------ TEXTO DE ORIGEM ------

A VIDA, NA REALIDADE, 
É UMA QUESTÃO MUITO SIMPLES
 
 
Última Parte
 
ALUNO: Por favor comente um pouco mais sobre estarmos separados da vida.
 
JOKO: Bem, no momento em que há um desacordo entre nós e alguém -e em que pensamos que nós é quem estamos com a razão -já nos separamos. Estamos do lado de cá e a praga daquela pessoa está do lado de lá, “errada”. Ao pensarmos dessa forma, não temos interesse algum pelo bem-estar daquele indivíduo. Estamos interessados apenas em nosso bem-estar. Assim, a unidade sem fronteiras foi rompida. Para a maioria, são necessários muitos anos de uma prática constante, até que possa abandonar essa forma de pensamento.
 
ALUNO: Vejo que os aborrecimentos estão ligados a eu não querer enxergar o que está acontecendo. Mas creio que eu ainda não tenho clareza de porque o aborrecimento é separar-se da vida.
 
JOKO: Não é separação se for vivenciado de modo não verbal. Mas, na maior parte do tempo recusamo-nos afazer isso. O que preferimos fazer? Preferimos pensar a respeito de nossa infelicidade. “Por que ele não vê as coisas do meu jeito? Por que é tão estúpido?” Esses pensamentos são o fator de separação.

------

■ TAREFA SOLICITADA 1:
Responda com base no texto de origem:
(a) Segundo JOKO, de que a maioria precisa até poder abandonar "essa forma de pensamento"?
(b) Em que caso o aborrecimento não é separação?
(c) O que JOKO aponta como "o fator de separação"?

------ MATERIAL FORNECIDO ------

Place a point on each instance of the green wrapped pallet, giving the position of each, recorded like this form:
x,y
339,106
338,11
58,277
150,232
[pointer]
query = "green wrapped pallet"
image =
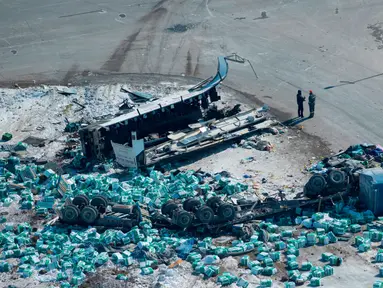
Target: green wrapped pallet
x,y
192,257
291,258
280,245
328,270
268,262
376,236
275,256
292,243
261,256
122,277
221,251
269,271
326,256
273,237
293,274
315,282
292,251
6,136
364,247
355,228
379,257
245,260
252,264
289,285
256,270
266,283
332,237
237,249
292,265
287,233
318,273
359,240
242,283
306,266
147,271
323,239
302,240
320,231
272,228
335,261
317,216
254,238
211,271
263,248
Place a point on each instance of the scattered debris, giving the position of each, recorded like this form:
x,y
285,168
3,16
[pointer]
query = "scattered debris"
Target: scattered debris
x,y
6,137
181,28
66,91
34,141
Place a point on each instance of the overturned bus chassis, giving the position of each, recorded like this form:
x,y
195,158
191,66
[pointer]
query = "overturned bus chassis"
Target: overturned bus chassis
x,y
170,113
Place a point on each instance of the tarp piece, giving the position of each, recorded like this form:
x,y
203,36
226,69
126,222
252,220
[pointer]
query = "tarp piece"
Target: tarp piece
x,y
223,69
371,190
127,156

------

■ TAREFA SOLICITADA 2: Liste todas as linhas dos registros que contêm a palavra "overturned", considerando maiúsculas e minúsculas como diferentes.

■ RESPOSTA CORRETA 1:
(a) De muitos anos de uma prática constante.
(b) Quando é vivenciado de modo não verbal.
(c) Os pensamentos a respeito da nossa infelicidade, como "Por que ele não vê as coisas do meu jeito? Por que é tão estúpido?"

■ RESPOSTA CORRETA 2:
Place a point on each instance of the overturned bus chassis, giving the position of each, recorded like this form:
query = "overturned bus chassis"
Target: overturned bus chassis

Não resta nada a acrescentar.